__Texte à lire__:
⁂

La réaction iranienne était prévue. Juste après l’annonce d’un accord visant à établir des relations diplomatiques entre Israël et les Émirats arabes unis (EAU), les dirigeants politiques et militaires de l’Iran ont lancé des mises en garde.

Les chefs de l’armée iranienne et les Gardiens de la Révolution islamique menacent directement et ouvertement les Émirats arabes unis. Le chef d’état-major de l’armée iranienne a même averti : « Les émirs des États du Golfe devront faire face à des conséquences similaires à celles du président égyptien Anouar Sadate ». Rappelons que le président Sadate a été assassiné le 6 octobre 1981 lors d’un défilé militaire au Caire, par des fondamentalistes musulmans commandités par l’Iran. Ils l’avaient accusé d’avoir osé signer un Traité de paix avec l’Etat Juif.

⁂

__Liste des tâches__:
- A) D'après le texte sur la réaction iranienne, à quelle date et où le président Anouar Sadate a-t-il été assassiné ?
- B) Recopiez le passage du texte sur la réaction iranienne qui va de « Les chefs de » à « avec l’Etat Juif. ».

⁂

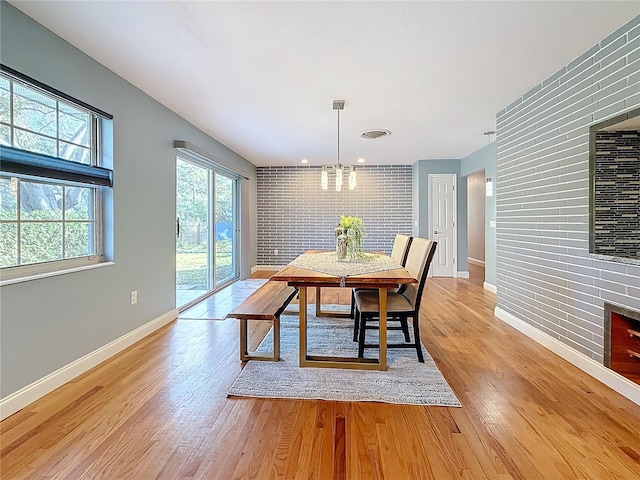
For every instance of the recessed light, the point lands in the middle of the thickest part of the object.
(373, 134)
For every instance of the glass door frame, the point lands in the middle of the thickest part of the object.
(213, 170)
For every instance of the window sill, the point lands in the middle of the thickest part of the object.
(38, 276)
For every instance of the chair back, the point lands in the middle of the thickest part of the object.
(400, 248)
(421, 252)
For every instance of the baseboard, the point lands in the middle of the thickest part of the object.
(29, 394)
(491, 287)
(270, 268)
(614, 380)
(475, 261)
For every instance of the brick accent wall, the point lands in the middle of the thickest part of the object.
(545, 273)
(294, 214)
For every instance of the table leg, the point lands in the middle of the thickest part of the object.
(302, 307)
(383, 328)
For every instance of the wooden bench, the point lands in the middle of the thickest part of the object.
(266, 303)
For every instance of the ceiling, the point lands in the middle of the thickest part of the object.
(260, 77)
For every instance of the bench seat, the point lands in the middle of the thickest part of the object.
(266, 303)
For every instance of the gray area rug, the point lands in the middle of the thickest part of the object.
(406, 381)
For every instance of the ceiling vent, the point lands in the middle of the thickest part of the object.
(373, 134)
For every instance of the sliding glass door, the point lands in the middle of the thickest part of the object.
(206, 232)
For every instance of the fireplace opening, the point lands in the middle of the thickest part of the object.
(622, 341)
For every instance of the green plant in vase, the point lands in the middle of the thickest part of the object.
(354, 229)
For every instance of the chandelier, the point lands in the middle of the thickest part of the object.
(338, 168)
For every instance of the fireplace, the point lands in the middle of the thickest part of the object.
(622, 341)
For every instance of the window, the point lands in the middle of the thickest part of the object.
(52, 181)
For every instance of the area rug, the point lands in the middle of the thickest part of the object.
(406, 381)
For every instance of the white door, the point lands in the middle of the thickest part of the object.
(442, 221)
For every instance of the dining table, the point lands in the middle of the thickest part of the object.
(318, 269)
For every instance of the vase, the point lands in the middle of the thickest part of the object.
(341, 244)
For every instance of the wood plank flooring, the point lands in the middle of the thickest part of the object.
(159, 410)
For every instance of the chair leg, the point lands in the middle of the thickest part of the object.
(356, 325)
(404, 324)
(353, 303)
(416, 335)
(361, 336)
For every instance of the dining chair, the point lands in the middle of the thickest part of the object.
(400, 305)
(399, 252)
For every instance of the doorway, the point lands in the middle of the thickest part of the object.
(206, 230)
(442, 223)
(476, 193)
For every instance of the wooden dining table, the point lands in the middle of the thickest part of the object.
(304, 278)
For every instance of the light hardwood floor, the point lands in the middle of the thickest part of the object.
(159, 410)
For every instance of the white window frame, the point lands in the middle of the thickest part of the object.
(96, 258)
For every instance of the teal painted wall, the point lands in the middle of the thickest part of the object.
(485, 159)
(49, 323)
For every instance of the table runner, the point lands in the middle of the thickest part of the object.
(327, 262)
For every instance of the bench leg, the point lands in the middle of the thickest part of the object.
(245, 354)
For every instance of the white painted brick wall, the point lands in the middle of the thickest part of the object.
(545, 273)
(295, 214)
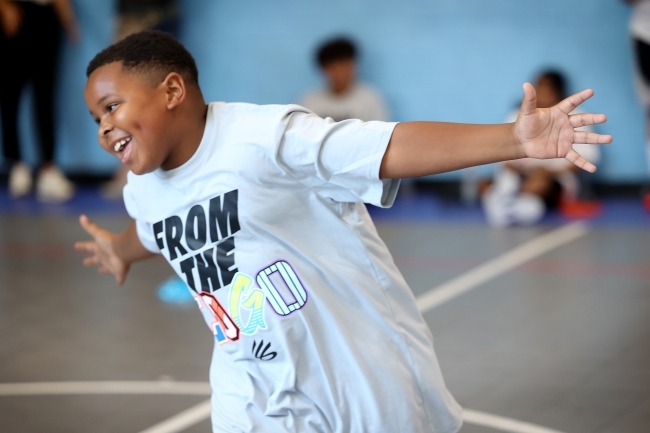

⁂

__Résultats par tâche__:
- A) Le 6 octobre 1981, lors d'un défilé militaire au Caire.

- B)
Les chefs de l’armée iranienne et les Gardiens de la Révolution islamique menacent directement et ouvertement les Émirats arabes unis. Le chef d’état-major de l’armée iranienne a même averti : « Les émirs des États du Golfe devront faire face à des conséquences similaires à celles du président égyptien Anouar Sadate ». Rappelons que le président Sadate a été assassiné le 6 octobre 1981 lors d’un défilé militaire au Caire, par des fondamentalistes musulmans commandités par l’Iran. Ils l’avaient accusé d’avoir osé signer un Traité de paix avec l’Etat Juif.